» Task requirements
All lines from the one with "pick out the muddy" to the end need to be copied exactly, with nothing before them.

» Provided entries
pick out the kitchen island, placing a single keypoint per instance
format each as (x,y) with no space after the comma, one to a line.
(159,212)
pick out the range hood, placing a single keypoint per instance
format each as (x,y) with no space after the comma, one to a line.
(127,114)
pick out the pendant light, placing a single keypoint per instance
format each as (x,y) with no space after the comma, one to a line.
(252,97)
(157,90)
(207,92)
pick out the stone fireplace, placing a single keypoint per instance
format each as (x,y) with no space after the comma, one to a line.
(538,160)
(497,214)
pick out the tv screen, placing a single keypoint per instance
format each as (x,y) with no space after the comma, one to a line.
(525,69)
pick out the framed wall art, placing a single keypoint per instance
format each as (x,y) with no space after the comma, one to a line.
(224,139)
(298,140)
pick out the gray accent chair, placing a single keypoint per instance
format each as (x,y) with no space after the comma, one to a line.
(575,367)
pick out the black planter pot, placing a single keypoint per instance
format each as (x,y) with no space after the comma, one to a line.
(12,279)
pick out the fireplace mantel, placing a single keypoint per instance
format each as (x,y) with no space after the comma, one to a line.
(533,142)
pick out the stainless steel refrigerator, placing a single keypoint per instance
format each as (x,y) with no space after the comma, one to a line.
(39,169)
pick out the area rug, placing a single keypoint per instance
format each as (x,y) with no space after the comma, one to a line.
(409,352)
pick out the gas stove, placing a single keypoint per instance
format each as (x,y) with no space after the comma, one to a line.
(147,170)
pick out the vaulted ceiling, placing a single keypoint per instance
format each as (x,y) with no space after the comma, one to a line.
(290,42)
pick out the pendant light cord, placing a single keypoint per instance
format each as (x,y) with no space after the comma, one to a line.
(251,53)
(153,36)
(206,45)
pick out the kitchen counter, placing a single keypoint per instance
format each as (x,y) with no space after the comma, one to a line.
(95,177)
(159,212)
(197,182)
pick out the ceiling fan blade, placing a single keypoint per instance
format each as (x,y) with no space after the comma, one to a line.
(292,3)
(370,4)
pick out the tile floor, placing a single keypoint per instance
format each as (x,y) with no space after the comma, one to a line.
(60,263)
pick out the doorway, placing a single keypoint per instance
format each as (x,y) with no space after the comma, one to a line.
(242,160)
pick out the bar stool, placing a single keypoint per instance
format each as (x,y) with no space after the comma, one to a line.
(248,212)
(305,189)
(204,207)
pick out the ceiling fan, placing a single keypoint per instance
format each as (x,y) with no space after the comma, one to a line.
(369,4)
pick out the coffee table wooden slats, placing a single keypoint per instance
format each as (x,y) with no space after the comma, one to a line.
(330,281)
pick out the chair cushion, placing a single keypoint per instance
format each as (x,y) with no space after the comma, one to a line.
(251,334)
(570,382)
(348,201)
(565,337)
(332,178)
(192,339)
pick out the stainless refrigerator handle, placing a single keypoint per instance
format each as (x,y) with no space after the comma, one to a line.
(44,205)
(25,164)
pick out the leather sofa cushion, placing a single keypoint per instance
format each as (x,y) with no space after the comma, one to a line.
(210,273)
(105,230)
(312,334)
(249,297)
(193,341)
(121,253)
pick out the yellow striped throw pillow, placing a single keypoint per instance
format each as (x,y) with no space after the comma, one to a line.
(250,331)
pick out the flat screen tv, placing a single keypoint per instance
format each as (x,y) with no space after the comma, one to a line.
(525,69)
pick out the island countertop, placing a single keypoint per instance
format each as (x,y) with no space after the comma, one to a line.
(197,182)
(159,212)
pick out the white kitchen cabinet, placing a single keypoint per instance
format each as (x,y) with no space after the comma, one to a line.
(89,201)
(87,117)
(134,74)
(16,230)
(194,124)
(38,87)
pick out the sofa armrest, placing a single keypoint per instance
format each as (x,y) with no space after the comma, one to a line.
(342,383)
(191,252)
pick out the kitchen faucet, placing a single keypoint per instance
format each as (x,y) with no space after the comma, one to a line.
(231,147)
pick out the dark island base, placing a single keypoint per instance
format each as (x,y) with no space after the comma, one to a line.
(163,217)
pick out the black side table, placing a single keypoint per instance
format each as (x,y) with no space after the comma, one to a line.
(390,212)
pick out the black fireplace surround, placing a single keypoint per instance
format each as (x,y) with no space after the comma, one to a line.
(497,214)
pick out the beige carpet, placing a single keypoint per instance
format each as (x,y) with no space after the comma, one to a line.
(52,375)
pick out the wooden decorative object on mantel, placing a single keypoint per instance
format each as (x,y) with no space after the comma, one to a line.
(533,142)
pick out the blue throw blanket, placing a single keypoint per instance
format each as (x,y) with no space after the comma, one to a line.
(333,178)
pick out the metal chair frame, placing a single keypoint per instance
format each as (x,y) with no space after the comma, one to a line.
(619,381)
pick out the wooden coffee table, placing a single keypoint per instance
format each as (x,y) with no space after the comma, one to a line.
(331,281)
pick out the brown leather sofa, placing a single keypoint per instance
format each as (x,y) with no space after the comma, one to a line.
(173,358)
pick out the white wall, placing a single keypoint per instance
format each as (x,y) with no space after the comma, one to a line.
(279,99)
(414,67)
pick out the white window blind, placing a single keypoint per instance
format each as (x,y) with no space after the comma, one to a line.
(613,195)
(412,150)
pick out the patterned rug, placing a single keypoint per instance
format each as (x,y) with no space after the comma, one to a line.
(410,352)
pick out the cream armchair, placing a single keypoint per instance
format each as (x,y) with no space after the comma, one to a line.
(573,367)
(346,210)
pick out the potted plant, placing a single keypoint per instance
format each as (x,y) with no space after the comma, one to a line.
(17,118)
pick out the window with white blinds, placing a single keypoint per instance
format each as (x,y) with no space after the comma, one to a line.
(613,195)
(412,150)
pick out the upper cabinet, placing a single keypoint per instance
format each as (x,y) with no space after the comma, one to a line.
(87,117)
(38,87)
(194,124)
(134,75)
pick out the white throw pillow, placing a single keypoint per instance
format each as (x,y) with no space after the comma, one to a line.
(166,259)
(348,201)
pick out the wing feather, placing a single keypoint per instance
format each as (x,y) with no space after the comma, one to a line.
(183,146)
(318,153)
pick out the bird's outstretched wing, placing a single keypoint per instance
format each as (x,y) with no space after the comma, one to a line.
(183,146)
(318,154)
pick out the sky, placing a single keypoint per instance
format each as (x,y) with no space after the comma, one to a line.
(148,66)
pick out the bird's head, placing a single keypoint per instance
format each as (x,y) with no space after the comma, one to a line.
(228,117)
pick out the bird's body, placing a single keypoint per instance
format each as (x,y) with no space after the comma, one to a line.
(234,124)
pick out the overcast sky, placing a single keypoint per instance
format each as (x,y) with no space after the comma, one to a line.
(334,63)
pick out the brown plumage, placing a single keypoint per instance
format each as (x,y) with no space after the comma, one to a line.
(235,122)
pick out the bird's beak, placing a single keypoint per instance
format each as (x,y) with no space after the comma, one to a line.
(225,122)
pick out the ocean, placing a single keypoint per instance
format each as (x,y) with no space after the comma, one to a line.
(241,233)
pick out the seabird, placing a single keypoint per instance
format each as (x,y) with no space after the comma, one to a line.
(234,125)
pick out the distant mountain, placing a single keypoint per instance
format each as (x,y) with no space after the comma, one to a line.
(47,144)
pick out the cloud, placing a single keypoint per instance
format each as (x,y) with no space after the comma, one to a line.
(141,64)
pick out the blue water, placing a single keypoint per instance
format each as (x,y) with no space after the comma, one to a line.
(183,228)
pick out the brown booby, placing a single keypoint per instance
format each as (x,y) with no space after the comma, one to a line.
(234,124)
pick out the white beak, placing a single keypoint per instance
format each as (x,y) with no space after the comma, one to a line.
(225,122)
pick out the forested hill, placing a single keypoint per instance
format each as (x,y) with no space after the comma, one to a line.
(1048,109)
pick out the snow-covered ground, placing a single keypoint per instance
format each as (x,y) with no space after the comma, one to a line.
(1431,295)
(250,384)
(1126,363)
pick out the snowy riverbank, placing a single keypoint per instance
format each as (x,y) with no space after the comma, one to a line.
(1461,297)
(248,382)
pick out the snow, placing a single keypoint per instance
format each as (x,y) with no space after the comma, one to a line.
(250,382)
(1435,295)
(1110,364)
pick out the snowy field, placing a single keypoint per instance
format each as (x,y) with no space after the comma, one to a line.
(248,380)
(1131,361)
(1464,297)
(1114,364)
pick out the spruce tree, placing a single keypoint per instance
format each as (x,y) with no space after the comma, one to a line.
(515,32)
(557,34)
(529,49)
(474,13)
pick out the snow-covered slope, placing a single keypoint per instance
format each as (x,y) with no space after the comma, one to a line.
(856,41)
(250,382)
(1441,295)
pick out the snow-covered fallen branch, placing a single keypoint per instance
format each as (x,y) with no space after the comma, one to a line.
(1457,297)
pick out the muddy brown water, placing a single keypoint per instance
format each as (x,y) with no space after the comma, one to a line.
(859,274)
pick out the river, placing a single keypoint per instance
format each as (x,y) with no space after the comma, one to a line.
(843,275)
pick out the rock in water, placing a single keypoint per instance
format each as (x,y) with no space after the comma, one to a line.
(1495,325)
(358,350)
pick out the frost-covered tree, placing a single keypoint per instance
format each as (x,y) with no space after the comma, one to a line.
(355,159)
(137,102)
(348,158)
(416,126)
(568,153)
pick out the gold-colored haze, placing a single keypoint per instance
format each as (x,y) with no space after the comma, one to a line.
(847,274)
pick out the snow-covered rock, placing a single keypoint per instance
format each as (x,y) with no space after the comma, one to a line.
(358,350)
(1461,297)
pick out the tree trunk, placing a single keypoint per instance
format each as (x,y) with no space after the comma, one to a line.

» Answer to this problem
pick out the muddy brown water, placing a single keypoint per instance
format each as (x,y) with no space after the comma, one to a line.
(859,274)
pick out the river, placing a single keypoint per instance
format each as (x,y) with no space after the comma, one to a line.
(843,275)
pick out the rock in water, placing a single keypoint per instance
format each as (x,y) with no space after the comma, one to a line.
(1495,325)
(358,350)
pick out the frost-covered tree, placing a single keypoint per instance
format each as (x,y) with no space after the comma, one to a line.
(355,159)
(137,102)
(348,158)
(416,126)
(568,153)
pick out the gold-colored haze, placing a single keypoint per instance
format each as (x,y) with no space after the comma, one to a line.
(847,274)
pick out the snow-covered rock, placing a single keypoint per instance
format each as (x,y) with no space after the comma, one to a line.
(358,350)
(1461,297)
pick out the tree trunk, placing a single keypoint per instance
format each as (x,y) with no space after the comma, one to a line.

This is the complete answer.